§ **The data**
▼
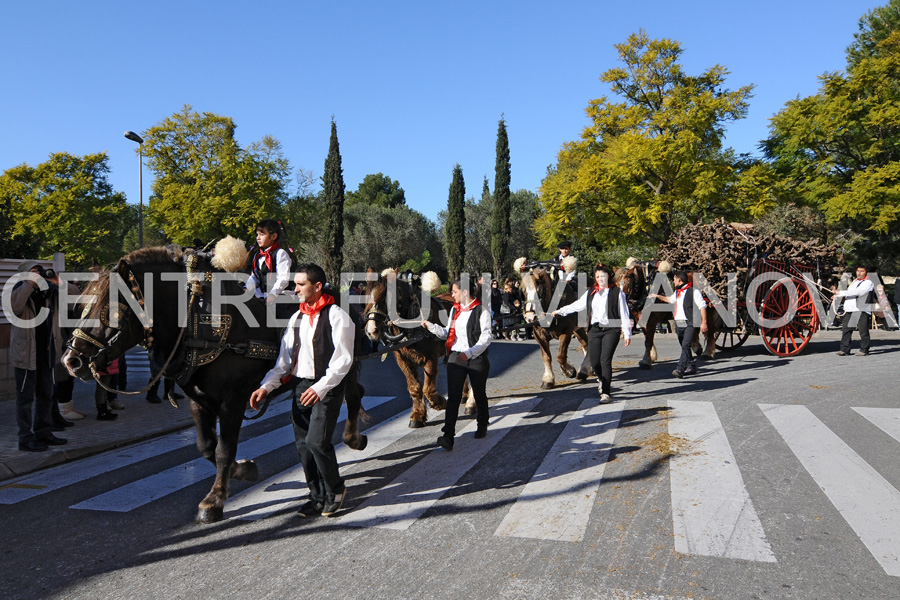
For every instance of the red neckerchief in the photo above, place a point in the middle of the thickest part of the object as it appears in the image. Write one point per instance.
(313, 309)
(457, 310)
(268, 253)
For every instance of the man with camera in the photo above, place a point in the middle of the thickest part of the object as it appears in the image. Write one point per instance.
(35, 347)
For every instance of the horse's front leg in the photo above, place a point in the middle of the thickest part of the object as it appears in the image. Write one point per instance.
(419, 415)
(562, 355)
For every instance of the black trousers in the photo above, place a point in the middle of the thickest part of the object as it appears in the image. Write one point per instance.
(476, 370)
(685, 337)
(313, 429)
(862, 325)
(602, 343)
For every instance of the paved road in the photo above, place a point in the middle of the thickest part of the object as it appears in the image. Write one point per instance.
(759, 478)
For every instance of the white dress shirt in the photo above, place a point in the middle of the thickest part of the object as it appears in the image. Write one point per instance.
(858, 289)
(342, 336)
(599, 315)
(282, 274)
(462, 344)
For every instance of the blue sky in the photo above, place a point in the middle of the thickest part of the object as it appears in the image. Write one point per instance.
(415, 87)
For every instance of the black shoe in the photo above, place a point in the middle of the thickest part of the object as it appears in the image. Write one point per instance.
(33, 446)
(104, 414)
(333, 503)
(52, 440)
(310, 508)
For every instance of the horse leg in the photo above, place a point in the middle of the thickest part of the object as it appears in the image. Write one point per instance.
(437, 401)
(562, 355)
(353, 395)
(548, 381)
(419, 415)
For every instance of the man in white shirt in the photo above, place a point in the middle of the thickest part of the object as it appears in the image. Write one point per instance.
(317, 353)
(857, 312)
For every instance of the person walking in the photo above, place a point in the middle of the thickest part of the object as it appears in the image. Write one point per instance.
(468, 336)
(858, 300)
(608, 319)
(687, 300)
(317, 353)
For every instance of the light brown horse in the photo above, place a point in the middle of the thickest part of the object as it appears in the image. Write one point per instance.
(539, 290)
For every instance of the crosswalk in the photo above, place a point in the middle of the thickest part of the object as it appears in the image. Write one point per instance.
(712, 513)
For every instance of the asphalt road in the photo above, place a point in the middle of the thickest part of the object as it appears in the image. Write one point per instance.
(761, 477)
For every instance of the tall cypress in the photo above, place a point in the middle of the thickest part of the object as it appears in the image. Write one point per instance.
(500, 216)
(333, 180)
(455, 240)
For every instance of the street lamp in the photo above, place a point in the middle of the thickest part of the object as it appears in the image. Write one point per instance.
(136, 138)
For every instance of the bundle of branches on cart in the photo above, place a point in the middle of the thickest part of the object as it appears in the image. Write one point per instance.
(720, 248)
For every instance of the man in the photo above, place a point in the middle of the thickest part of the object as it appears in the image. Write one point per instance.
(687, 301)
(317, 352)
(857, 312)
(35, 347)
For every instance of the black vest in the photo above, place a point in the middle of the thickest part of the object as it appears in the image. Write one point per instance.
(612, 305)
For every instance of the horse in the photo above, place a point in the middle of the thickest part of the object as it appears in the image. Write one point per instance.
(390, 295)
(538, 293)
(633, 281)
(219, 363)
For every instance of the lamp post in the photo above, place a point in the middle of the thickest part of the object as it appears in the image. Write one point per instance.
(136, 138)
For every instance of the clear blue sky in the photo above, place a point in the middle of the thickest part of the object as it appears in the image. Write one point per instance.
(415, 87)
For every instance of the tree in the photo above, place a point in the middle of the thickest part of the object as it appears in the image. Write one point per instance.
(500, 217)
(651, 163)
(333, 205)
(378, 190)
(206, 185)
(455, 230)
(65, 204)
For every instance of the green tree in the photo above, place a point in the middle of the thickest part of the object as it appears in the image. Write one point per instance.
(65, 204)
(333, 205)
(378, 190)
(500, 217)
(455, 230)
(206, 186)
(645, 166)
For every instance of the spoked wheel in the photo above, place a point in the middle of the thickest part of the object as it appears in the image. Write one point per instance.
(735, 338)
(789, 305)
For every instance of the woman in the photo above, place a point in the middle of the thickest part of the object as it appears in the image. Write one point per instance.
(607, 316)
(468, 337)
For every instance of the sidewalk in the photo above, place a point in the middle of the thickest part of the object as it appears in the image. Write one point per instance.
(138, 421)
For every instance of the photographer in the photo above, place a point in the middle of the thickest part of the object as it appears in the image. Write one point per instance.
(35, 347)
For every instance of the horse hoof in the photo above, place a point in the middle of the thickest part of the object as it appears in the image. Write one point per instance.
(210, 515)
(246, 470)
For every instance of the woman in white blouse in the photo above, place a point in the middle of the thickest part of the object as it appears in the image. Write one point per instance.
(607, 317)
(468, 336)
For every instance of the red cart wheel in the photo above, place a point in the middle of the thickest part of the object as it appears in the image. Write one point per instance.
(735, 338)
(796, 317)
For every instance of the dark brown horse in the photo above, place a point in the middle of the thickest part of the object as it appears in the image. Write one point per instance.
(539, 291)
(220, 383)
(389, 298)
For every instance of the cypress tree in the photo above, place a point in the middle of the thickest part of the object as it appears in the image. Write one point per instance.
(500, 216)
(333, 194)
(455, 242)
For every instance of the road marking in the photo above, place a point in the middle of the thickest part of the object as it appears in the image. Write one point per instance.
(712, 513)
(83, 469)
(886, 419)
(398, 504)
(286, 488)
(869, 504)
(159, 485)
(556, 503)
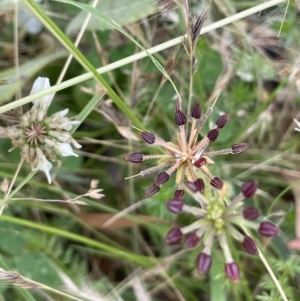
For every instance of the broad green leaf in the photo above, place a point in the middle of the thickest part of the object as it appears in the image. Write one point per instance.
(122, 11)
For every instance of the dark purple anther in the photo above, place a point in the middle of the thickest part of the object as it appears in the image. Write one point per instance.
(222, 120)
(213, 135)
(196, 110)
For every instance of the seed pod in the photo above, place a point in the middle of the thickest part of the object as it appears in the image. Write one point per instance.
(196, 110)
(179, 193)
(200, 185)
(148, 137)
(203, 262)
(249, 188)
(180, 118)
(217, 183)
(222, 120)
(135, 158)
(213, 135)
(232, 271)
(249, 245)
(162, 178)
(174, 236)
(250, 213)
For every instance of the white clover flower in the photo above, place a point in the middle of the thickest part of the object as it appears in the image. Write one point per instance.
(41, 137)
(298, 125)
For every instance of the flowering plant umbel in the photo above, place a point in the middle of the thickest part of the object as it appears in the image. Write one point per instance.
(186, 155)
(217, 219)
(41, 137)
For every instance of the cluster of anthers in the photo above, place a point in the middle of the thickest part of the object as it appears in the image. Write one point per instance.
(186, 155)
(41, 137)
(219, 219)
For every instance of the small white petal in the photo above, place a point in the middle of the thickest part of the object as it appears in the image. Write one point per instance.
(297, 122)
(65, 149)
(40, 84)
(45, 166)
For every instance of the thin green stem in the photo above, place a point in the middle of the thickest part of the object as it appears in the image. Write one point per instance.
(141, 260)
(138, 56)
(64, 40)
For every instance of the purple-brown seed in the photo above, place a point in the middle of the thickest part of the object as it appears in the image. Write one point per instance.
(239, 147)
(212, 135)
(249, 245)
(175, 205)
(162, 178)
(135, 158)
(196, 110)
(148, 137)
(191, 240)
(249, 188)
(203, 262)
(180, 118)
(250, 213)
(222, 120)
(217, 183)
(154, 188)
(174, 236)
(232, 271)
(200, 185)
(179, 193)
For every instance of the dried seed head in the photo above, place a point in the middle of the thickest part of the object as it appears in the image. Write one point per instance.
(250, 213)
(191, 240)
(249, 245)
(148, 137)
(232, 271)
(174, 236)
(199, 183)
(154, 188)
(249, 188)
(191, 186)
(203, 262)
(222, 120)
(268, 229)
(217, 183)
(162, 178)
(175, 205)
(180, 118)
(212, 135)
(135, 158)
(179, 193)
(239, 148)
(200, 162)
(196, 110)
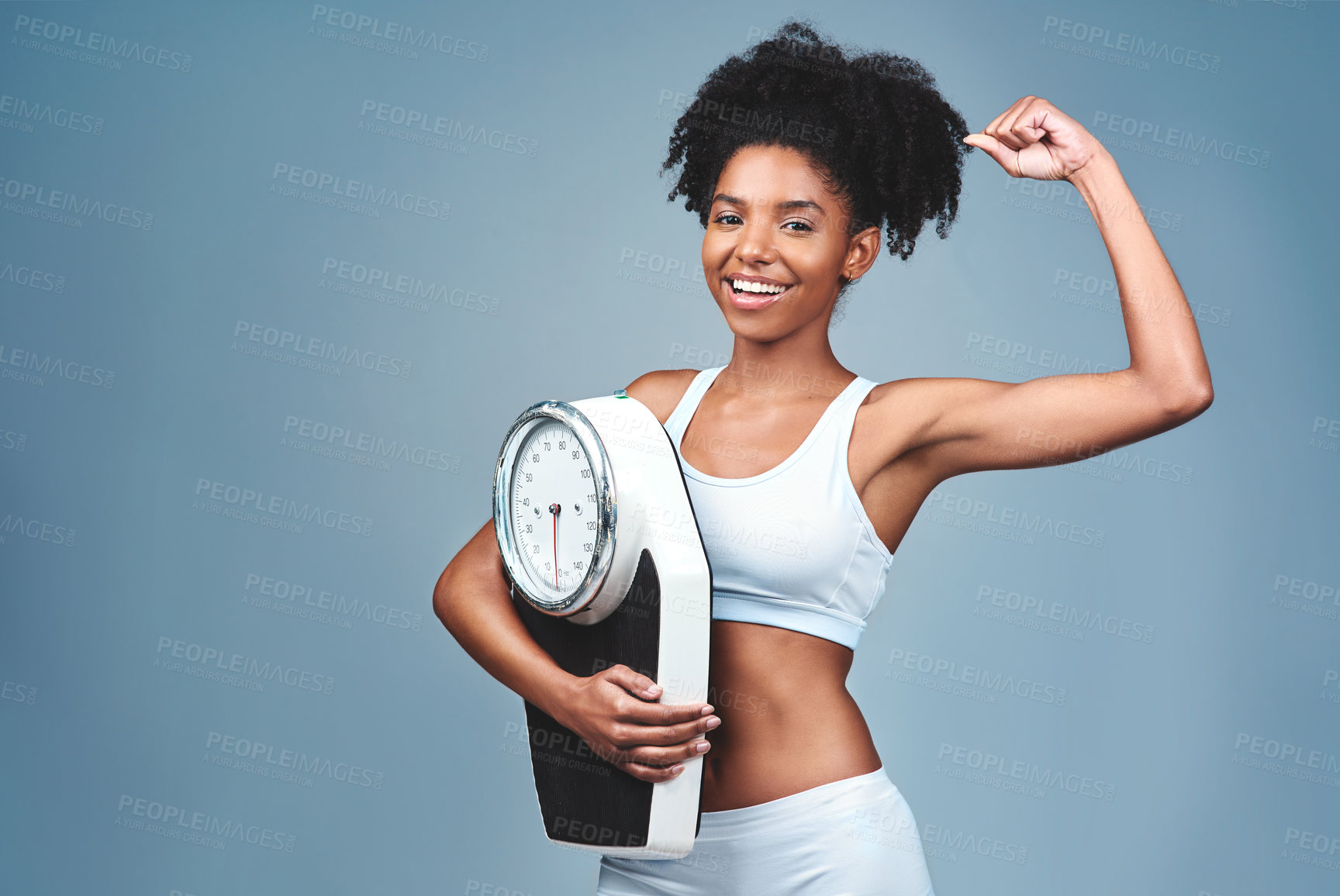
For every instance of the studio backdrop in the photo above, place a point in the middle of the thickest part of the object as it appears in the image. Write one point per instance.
▲
In the copy, omit the pictures and reproduce every entry exactly.

For every instance of the red neckerchief in the photo above, place a point in the middle of the thickest part of the object as it appears in the image. Write one point per instance.
(313, 309)
(457, 310)
(268, 253)
For every instance of the man with camera in the photo above, place a point in the middle of the thickest part of the object as it appears in the image. Write one point per instance.
(35, 347)
For every instance of the horse's front leg in the photo above, place a point in the middle of the thickest part of the object as it appears in the image. Write one point per instance.
(419, 415)
(562, 355)
For every instance of the black trousers in the photo above, place a point in the middle of the thickest part of the object as it appears in the image. Write one point per instance.
(476, 370)
(685, 337)
(313, 429)
(862, 325)
(602, 343)
For every instance of the paved road in the photo above, place a point in the middle of the thickest part of the object as it appears in the image. Write one point per instance.
(759, 478)
For every instance of the white dress shirt in the photo above, place a point in the middle of the thickest part of the object as it appears in the image. Write one point per instance.
(858, 289)
(342, 336)
(599, 315)
(282, 274)
(462, 344)
For every instance of the blue sky in the photo above, place a point in the middle of the thickest part of the object as it appears in the image. Write one point per instance.
(415, 87)
For every instance of the black shoe in the photo above, place a point in the middle of the thickest part of the object as it appears in the image. Write one point per instance.
(33, 446)
(104, 414)
(333, 503)
(52, 440)
(310, 508)
For every instance of the horse leg in the photo above, place a point in the middle of the thickest part of the object as it appears in the image. Write one point per instance.
(437, 401)
(562, 355)
(353, 395)
(548, 381)
(419, 415)
For every instance of the man in white shirt in the photo above, place a point in the middle of the thickest part of the object as it appears in the image. Write one point per instance.
(317, 353)
(857, 312)
For every instance of the person walking in the photo above, place a point in the middle of the thickest part of the object as it appears in the image. Write one point per instance.
(468, 336)
(858, 300)
(608, 319)
(687, 300)
(317, 353)
For every instance of the light brown horse in the photo above, place a point in the middle of the thickest part of the object as it appears in the image. Write one point per instance.
(539, 290)
For every instance of the crosswalk in the photo above, place a point in the middle of the thickest part of the object as it appears in the image. Write one point per instance.
(712, 513)
For every instance of the asphalt road in the photo above, place a point in the middle of the thickest part of the object as it appears in the image. Write one point per instance.
(761, 477)
For every instance of the tall cypress in the photo above, place a point in the middle of the thickest part of the object as it appears in the image. Write one point per instance.
(500, 216)
(333, 180)
(455, 240)
For every instance of the street lamp in the photo above, place a point in the middle of the thickest part of the object as it appears in the image. Write one point per instance.
(136, 138)
For every instance of the bundle of branches on cart in the photo above, place a point in the middle of the thickest part of the object as it appears in the image. Write one point per instance.
(720, 248)
For every instance of the man in the photo above, place a point in the middle of the thickest part of the object as it appears in the image. Write one point per instance.
(687, 301)
(317, 352)
(857, 312)
(35, 347)
For every instance of the black vest in the photo above, place a point in the middle of the thickest part of the object as it appears in the image. Write one point per instance.
(612, 305)
For every instance of the horse in the photo above, place a point in the middle of the thickest part of the object as it appears in the image. Write one point per instance.
(390, 295)
(538, 293)
(633, 281)
(219, 363)
For every instance of the lamp post in the photo above, place a point in the middle of the thickest part of the object as it appears in the image. Write one point per instance.
(136, 138)
For every instance of the clear blue sky in the photo above, place a point in the middle of the thickest part of the object as it appears in the image. Write one point per instance.
(415, 87)
For every instance of the tree in the photo above, place a point in the middle of the thickest part of the object as it appears in the image. Write one point per instance.
(500, 217)
(651, 163)
(333, 205)
(378, 190)
(206, 185)
(455, 230)
(65, 204)
For every instance of the green tree in the photo above, place a point in the middle of the thickest part of the object as it appears in the image. Write one point per instance.
(65, 204)
(333, 205)
(378, 190)
(500, 217)
(455, 230)
(206, 186)
(645, 166)
For every instance of the spoked wheel in the photo above, place a point in the middle of the thickest part of the object as it appears in the image. Write one point per instance.
(735, 338)
(789, 305)
For every instance of the woman in the photo above, place a point in the middle of the thickest part of the object as it appears in the image. Write one point per instance.
(607, 316)
(468, 337)
For every instance of the sidewalk in the photo above, place a point in the middle of the thickest part of the object as it appears in the image. Write one point per instance.
(138, 421)
For every instance of the photographer in the photo above, place a point in the middle of the thickest part of the object as it appears in the image. Write one point per instance.
(35, 347)
For every instance of the horse hoof in the photo above, place a point in the middle of the thickest part of the object as it appears in the image. Write one point per instance.
(210, 515)
(246, 470)
For every instance of the woman in white blouse in the photo above, place a point in the middle of the thickest part of the object as it appears in the image. Write one point per instance.
(607, 317)
(468, 336)
For every instance of the red cart wheel in the photo above, place a point in the middle of the thickest part of the object as it appears in the image. Write one point per instance.
(735, 338)
(796, 317)
For every instance of the dark brown horse in the photo above, place a point in the middle of the thickest part of the object as it appears in the image. Write one point per instance.
(539, 291)
(220, 383)
(389, 298)
For every instance of the cypress tree in the photo above, place a point in the middle of the thickest part of the object as it appears in the image. Write one point per instance.
(500, 216)
(333, 194)
(455, 242)
For every instance of the road marking in the photo above, place a point in the middle of the thickest part of the object as it appears in the image. Write one point per instance.
(712, 513)
(83, 469)
(886, 419)
(398, 504)
(286, 488)
(869, 504)
(159, 485)
(556, 503)
For every instance of the broad green leaf in the photo above, place a point in the middle of the thickest part of the object as it appears in the image. Write one point per instance.
(122, 11)
For every instance of the dark purple anther in the photo above, place a point in the middle of the thickest part of the object as it appears in the image. Write one point per instance.
(222, 120)
(213, 135)
(196, 110)
For every instance of the seed pod in the photo above, place a point in the middle of the thickest part of the object as it appears in the image. Write one point per instance.
(196, 110)
(179, 193)
(200, 185)
(148, 137)
(203, 262)
(249, 188)
(180, 118)
(217, 183)
(222, 120)
(135, 158)
(213, 135)
(232, 271)
(249, 245)
(162, 178)
(174, 236)
(250, 213)
For every instance of the white clover flower in the photo above, place a point in the middle of the thickest part of the object as it appears in the image. Write one point per instance.
(41, 137)
(298, 125)
For every instance of the flowering plant umbel in the photo above, place a point in the middle of the thickest part of the object as it appears in the image. Write one point per instance.
(186, 155)
(217, 219)
(41, 137)
For every instance of the cluster of anthers in the photo above, place a point in the middle of the thickest part of the object as it appears in the image. Write one point per instance.
(186, 155)
(41, 137)
(219, 219)
For every instance of the small white petal in the photo above, place a point in the middle of the thickest part of the object as it appears in the image. Write one point per instance.
(297, 122)
(65, 149)
(40, 84)
(45, 166)
For every instance of the thin green stem in the photo above, place a point in the middle of the thickest part of the object as it appears in the image. Write one point per instance.
(141, 260)
(138, 56)
(64, 40)
For every instance of the purple-brown seed in the photo above, place a point in the middle of the thickest part of the object as it appears in the image. Write one point per instance.
(239, 147)
(212, 135)
(249, 245)
(175, 205)
(162, 178)
(135, 158)
(196, 110)
(148, 137)
(191, 240)
(249, 188)
(203, 262)
(180, 118)
(250, 213)
(222, 120)
(217, 183)
(154, 188)
(174, 236)
(232, 271)
(200, 185)
(179, 193)
For every instance of the dried seed head in the photo above, place a point in the middle of the thickest part of the object as it appears in the image. Write one point per instance.
(250, 213)
(191, 240)
(249, 245)
(148, 137)
(232, 271)
(174, 236)
(199, 183)
(154, 188)
(249, 188)
(191, 186)
(203, 262)
(222, 120)
(268, 229)
(217, 183)
(162, 178)
(175, 205)
(180, 118)
(212, 135)
(135, 158)
(179, 193)
(239, 148)
(200, 162)
(196, 110)
For every instance of the studio backdrop in the photo above, place a point in the middle of the thickest part of the object as it appears in the image. Write one point per instance.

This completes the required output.